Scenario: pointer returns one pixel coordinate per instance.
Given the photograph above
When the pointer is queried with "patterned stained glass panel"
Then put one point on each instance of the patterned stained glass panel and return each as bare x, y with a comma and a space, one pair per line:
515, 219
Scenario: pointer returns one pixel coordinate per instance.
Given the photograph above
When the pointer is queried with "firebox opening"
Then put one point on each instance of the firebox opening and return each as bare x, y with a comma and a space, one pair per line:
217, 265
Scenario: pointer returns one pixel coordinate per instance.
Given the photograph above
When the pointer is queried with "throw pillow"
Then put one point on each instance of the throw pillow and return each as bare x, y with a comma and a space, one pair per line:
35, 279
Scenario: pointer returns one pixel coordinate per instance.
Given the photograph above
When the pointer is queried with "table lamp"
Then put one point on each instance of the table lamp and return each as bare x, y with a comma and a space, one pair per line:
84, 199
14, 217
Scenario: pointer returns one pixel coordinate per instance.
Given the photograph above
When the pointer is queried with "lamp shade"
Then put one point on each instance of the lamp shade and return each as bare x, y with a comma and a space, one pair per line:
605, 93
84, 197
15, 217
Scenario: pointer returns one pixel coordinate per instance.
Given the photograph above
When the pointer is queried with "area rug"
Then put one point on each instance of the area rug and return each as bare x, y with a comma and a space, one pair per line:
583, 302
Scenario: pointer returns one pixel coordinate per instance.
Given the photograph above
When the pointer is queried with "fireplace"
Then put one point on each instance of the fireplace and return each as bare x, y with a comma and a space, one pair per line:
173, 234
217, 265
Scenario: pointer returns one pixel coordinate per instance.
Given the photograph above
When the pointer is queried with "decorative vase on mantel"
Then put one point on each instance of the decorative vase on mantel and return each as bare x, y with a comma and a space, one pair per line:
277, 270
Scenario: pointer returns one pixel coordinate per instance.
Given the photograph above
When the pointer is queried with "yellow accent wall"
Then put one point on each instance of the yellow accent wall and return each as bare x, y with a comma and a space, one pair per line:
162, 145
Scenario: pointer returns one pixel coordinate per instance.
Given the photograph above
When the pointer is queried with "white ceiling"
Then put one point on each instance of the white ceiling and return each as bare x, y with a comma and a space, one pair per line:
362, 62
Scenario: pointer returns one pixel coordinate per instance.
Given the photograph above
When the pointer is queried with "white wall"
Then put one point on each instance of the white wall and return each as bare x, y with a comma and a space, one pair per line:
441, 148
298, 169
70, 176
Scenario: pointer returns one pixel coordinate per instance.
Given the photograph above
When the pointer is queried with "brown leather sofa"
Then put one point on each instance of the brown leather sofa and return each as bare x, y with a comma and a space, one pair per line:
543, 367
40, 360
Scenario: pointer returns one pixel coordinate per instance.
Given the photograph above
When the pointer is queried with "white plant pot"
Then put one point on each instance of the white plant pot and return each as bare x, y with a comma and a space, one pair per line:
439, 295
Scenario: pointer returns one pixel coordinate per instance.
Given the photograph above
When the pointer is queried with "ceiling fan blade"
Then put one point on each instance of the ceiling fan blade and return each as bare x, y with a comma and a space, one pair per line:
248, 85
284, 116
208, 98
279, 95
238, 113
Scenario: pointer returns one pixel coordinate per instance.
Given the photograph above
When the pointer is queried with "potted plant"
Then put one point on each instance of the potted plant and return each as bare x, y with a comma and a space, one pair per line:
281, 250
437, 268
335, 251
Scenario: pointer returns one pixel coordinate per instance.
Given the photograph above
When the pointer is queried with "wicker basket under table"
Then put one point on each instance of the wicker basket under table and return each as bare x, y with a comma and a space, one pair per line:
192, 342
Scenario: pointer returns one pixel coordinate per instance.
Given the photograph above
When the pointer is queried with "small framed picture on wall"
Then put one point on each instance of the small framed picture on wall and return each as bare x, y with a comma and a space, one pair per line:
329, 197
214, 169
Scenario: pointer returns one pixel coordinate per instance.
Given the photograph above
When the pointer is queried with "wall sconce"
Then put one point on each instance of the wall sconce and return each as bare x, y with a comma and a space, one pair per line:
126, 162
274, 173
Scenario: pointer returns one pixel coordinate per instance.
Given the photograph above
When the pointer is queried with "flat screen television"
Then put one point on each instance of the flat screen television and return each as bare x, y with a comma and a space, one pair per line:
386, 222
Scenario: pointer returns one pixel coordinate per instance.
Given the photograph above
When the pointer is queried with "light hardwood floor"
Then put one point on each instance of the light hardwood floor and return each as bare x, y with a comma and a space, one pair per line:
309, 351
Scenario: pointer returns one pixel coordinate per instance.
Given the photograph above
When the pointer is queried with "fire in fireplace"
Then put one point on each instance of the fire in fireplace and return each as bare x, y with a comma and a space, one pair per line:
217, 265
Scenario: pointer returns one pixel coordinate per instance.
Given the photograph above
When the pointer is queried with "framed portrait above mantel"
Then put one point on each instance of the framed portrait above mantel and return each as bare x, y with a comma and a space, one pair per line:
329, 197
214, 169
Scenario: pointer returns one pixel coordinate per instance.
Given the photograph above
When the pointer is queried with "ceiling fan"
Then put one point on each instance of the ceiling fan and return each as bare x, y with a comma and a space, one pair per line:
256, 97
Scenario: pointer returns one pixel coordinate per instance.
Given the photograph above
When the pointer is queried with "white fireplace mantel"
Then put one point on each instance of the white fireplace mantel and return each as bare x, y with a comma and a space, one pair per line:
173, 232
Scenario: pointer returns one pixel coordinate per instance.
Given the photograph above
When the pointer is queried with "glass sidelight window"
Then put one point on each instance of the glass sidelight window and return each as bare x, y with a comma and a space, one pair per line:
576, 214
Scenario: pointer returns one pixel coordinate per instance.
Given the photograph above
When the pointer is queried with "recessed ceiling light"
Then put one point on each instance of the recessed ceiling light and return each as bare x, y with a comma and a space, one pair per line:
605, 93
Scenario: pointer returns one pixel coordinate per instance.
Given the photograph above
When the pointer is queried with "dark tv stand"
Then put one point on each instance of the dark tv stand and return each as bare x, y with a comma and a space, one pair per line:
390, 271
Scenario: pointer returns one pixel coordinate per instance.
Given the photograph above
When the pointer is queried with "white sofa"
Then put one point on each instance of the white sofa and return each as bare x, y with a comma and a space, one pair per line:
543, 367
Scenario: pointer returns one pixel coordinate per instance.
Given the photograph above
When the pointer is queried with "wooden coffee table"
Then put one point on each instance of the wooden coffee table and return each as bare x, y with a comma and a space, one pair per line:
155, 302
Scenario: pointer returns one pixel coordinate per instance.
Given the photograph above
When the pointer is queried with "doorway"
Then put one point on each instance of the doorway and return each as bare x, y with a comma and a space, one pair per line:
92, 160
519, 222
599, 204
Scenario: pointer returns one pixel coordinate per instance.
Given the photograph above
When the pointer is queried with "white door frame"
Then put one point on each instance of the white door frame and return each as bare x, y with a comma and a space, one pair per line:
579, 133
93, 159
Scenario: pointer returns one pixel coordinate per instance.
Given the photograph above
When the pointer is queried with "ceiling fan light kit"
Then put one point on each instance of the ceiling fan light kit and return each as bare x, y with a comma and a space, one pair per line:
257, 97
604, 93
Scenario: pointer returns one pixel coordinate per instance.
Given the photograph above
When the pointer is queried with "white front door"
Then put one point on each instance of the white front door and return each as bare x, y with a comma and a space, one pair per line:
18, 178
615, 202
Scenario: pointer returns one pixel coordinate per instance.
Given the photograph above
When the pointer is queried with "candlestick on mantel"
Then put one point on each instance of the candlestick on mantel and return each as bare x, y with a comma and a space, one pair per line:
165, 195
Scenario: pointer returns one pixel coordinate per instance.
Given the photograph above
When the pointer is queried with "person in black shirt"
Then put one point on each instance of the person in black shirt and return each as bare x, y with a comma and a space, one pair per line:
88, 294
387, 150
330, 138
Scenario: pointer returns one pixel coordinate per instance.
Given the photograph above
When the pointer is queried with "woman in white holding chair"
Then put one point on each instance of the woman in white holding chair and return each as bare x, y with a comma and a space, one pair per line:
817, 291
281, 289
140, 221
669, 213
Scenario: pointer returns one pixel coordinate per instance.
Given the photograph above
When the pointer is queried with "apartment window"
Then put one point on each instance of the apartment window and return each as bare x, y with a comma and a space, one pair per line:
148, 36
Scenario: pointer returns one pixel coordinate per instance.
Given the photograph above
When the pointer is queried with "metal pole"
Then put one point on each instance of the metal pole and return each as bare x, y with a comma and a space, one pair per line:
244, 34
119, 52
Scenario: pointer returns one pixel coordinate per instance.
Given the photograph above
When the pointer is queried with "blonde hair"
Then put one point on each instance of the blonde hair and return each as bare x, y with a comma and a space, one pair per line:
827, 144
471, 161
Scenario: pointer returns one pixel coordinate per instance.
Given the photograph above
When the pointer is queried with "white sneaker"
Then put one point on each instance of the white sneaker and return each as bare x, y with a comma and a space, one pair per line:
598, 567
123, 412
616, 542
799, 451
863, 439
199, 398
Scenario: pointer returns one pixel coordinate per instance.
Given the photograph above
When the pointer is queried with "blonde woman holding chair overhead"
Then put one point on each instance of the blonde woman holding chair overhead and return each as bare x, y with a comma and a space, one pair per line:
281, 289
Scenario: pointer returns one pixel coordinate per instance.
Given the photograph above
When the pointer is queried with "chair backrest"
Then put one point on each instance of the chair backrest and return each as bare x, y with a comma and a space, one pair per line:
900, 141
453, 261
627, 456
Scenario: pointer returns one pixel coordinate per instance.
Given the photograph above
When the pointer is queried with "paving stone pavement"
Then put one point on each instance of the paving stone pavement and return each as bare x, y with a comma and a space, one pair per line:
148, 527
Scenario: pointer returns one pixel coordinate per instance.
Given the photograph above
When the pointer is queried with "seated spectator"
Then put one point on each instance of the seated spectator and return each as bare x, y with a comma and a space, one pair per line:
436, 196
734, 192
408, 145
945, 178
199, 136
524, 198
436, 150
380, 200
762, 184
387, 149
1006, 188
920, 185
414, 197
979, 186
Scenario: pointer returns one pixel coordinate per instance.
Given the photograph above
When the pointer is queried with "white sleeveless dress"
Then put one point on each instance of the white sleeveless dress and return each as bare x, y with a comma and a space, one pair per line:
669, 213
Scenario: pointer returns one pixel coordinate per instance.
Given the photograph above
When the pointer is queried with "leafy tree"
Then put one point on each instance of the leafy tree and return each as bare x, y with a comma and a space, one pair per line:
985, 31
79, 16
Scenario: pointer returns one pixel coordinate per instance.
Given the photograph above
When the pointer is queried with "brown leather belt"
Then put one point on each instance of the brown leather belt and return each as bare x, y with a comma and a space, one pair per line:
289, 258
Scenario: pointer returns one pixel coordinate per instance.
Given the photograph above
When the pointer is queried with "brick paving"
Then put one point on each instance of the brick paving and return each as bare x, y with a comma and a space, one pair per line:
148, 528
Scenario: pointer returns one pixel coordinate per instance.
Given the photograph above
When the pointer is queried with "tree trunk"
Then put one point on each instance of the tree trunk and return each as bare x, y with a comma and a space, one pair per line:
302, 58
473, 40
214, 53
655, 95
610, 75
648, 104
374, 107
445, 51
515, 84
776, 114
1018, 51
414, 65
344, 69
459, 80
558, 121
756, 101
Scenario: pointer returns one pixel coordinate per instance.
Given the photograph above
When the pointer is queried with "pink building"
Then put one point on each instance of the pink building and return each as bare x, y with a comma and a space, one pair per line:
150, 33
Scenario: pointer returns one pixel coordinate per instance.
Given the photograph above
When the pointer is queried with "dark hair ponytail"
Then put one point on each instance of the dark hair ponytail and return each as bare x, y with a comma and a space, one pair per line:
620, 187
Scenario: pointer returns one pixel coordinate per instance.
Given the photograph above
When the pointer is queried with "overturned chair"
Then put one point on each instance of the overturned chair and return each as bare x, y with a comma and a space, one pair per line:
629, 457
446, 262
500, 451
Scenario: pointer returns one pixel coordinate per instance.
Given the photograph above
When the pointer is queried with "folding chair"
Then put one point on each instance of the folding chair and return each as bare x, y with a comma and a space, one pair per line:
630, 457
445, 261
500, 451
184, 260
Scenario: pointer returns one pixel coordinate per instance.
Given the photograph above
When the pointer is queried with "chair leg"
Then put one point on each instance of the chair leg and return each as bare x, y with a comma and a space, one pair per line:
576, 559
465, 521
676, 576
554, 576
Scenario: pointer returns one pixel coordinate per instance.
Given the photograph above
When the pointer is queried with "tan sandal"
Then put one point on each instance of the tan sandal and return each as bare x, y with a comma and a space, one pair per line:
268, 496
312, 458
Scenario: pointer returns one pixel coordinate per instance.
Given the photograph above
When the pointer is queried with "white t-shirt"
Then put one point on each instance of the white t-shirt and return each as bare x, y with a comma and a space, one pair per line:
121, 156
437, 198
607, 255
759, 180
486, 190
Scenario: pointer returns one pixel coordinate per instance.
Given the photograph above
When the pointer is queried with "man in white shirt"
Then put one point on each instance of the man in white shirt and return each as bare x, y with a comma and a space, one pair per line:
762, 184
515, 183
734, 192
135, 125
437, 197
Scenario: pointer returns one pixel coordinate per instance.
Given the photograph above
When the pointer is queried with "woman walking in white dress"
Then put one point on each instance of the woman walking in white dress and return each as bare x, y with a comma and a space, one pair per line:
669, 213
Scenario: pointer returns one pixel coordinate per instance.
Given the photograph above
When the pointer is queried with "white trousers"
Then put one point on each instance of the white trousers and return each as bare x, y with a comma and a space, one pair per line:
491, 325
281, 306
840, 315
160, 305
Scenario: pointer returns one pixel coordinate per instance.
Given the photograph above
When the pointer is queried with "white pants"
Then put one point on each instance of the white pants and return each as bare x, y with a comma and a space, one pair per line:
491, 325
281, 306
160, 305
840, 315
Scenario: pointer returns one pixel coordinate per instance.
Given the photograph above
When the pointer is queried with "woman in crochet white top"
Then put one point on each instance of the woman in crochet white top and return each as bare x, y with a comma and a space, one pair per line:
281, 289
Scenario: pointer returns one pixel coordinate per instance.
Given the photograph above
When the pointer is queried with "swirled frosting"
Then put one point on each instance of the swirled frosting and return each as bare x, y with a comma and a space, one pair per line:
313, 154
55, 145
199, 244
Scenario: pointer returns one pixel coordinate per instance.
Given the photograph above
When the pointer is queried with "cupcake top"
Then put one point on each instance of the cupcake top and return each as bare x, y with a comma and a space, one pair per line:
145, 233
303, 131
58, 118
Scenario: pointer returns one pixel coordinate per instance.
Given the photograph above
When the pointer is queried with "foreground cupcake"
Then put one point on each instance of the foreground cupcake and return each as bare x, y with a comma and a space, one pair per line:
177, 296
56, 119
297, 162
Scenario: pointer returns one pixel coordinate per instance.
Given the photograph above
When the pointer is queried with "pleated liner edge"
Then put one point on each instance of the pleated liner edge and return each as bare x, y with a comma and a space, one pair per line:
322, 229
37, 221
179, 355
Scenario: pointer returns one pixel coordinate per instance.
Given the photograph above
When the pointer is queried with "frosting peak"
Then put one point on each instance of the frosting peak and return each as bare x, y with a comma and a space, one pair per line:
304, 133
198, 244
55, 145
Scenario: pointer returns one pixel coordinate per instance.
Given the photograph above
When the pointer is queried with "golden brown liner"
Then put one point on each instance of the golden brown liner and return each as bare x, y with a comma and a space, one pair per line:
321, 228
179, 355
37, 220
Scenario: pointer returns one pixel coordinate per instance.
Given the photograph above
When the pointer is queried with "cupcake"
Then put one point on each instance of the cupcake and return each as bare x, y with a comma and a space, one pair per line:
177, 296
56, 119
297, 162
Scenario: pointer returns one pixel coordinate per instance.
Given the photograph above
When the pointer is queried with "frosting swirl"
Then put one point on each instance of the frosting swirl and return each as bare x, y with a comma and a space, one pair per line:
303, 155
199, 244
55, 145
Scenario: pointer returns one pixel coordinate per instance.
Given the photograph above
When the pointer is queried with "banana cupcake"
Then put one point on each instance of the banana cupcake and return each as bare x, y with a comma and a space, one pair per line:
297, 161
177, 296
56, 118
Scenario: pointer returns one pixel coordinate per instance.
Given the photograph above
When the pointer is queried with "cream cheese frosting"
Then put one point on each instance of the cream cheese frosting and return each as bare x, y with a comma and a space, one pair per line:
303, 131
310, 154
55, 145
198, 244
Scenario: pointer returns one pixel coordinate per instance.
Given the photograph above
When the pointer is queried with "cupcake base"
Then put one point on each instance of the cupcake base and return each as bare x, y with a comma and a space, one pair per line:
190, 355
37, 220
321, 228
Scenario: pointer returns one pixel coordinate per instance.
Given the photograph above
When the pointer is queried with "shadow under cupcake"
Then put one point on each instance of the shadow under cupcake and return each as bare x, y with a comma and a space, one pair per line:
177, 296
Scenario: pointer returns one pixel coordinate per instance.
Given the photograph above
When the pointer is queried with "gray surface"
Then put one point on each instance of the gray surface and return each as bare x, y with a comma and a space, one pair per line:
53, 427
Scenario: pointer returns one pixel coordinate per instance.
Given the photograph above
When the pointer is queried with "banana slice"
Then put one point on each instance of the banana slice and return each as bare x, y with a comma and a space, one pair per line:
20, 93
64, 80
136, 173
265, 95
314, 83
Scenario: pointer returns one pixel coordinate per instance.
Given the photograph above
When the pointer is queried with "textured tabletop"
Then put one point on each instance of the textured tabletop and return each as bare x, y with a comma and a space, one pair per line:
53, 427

Problem ->
From the records above, pull out and copy every line that contains the string "screen". The match is case-sensitive.

The response ->
When the pointer is queried with "flat screen television"
Then put one point on each instance of the flat screen television and return each as bare x, y with a comma and a space, one pair per line:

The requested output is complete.